**AVAILABLE RECORDS:**

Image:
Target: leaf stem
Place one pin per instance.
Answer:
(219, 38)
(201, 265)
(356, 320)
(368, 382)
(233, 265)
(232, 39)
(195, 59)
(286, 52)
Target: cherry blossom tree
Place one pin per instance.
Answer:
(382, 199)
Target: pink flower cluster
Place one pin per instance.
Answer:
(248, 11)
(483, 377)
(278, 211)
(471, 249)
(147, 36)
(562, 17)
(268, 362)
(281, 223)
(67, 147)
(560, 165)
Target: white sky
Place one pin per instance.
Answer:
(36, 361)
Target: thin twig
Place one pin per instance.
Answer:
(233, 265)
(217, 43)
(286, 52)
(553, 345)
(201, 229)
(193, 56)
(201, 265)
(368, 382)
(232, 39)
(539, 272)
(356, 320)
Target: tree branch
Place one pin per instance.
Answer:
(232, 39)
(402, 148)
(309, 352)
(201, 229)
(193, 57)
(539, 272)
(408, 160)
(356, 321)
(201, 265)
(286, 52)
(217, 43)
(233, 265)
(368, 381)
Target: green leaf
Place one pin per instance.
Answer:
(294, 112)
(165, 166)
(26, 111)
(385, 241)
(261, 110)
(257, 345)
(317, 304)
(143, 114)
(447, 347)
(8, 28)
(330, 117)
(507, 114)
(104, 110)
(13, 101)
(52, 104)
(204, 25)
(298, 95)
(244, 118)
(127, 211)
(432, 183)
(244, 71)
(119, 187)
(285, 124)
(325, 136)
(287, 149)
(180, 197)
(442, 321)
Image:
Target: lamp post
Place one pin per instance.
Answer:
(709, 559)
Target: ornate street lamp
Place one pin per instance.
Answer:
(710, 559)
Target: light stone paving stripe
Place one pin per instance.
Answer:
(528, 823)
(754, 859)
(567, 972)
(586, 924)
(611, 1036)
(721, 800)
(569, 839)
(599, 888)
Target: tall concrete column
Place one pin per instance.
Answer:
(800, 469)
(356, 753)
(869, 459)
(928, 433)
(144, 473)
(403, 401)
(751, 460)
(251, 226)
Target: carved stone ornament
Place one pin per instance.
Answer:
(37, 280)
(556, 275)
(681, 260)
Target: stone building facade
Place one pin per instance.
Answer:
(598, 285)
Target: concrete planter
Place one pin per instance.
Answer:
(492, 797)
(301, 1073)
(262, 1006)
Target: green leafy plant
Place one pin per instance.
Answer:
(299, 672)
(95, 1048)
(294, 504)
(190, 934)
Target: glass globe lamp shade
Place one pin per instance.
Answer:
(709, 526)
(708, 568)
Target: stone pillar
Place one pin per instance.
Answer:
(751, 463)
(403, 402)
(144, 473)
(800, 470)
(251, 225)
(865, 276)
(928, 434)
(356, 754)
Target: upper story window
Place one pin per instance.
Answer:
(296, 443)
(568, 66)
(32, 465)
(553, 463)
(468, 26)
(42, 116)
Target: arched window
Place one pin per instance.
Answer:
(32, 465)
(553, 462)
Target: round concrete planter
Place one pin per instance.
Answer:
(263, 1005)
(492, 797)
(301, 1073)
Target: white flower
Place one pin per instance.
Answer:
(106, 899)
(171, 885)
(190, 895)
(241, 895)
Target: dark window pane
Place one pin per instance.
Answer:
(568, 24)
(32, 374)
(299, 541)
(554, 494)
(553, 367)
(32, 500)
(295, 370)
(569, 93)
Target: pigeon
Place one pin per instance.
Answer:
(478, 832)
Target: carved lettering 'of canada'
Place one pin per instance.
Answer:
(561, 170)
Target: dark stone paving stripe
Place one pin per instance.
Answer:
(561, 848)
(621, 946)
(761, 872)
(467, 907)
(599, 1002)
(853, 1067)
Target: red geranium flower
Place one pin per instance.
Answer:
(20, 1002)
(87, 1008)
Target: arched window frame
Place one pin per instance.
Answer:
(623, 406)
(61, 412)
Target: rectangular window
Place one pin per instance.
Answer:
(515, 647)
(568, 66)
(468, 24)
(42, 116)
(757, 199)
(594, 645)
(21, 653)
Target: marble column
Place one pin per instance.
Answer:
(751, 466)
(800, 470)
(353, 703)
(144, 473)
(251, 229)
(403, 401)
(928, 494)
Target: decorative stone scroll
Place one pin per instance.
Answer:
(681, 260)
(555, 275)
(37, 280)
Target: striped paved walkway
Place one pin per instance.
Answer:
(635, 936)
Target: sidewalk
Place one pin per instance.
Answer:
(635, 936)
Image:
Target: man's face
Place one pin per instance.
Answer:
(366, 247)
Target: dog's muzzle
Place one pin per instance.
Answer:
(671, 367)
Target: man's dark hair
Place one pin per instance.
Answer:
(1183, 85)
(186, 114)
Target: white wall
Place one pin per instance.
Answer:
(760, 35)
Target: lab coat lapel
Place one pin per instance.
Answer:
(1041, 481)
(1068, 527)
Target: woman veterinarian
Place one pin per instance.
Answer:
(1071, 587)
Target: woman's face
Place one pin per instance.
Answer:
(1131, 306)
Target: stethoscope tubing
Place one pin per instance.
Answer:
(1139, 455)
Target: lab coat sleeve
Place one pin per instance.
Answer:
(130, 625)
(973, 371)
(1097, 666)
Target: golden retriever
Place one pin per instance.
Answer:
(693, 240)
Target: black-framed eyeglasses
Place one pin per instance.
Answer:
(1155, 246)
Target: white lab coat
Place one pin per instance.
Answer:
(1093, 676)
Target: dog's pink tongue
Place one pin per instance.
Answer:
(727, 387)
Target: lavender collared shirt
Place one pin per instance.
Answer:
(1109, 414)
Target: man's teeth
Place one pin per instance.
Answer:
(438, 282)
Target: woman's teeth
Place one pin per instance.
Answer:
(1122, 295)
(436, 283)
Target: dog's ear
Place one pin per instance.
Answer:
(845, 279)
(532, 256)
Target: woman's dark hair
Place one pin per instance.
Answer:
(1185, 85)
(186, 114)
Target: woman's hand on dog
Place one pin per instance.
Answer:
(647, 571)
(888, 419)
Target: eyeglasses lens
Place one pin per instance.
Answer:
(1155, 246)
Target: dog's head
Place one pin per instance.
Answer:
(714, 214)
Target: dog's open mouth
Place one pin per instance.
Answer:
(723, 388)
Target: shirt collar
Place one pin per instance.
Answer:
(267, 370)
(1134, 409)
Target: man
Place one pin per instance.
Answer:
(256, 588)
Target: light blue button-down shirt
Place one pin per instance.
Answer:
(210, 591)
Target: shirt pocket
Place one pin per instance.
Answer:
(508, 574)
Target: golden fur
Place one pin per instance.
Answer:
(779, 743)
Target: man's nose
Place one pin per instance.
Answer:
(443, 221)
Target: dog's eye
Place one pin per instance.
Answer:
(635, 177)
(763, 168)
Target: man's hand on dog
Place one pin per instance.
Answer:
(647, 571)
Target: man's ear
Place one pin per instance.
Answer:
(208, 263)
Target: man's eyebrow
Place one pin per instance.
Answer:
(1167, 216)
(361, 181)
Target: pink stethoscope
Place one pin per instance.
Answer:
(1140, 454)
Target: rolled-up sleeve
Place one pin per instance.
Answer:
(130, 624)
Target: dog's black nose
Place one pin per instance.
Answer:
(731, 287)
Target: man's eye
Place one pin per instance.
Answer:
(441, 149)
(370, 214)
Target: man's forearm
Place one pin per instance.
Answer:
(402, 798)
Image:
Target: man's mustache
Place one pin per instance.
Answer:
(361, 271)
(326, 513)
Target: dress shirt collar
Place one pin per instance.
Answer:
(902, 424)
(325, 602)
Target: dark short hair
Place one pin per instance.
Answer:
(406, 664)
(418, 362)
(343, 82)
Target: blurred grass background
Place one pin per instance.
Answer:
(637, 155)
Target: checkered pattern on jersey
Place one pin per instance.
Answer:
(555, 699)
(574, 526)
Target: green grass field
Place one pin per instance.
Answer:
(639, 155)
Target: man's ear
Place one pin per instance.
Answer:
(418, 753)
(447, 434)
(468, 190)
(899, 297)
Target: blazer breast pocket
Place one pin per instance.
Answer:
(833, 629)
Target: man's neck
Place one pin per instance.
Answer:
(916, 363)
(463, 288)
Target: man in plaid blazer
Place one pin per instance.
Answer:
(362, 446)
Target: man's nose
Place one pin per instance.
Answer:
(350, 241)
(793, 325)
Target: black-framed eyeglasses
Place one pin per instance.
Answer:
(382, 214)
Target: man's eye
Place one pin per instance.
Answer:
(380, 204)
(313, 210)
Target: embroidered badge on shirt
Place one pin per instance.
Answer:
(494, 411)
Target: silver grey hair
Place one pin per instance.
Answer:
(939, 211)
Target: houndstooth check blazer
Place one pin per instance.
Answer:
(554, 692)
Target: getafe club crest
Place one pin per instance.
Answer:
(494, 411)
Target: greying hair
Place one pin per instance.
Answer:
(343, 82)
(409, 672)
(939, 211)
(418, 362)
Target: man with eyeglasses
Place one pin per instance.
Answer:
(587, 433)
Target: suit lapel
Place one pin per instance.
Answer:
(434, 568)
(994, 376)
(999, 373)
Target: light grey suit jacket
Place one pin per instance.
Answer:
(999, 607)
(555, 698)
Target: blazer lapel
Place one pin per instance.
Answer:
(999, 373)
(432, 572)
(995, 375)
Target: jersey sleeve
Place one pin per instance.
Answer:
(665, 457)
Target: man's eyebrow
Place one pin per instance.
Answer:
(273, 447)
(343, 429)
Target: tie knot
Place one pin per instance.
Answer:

**EXERCISE DESCRIPTION:**
Starting from the line containing "Target: silver grey hair", repeat each line through the end of the entries, exactly.

**EXERCISE SOLUTION:**
Target: silver grey hair
Place one pin per instance.
Answer:
(939, 211)
Target: houndstooth check blazer
Place one pin per instance.
Answer:
(554, 692)
Target: getafe club crest
Place one pin per instance.
Answer:
(494, 411)
Target: greying hair
Place one pin per instance.
Answer:
(343, 82)
(409, 672)
(939, 211)
(418, 362)
Target: man with eyeglasses
Place one pin per instance.
Answer:
(587, 433)
Target: suit lapel
Place one pin per instance.
Answer:
(434, 568)
(994, 376)
(999, 373)
Target: light grey suit jacket
Place one pin per instance.
Answer:
(999, 607)
(555, 698)
Target: blazer lapel
Place one pin per instance.
Answer:
(999, 373)
(432, 572)
(995, 375)
Target: jersey sleeve
Place one pin per instance.
Answer:
(665, 457)
Target: man's eyebrow
Place one pin per instance.
Answer:
(273, 447)
(343, 429)
Target: tie knot
Place one pin per instance.
Answer:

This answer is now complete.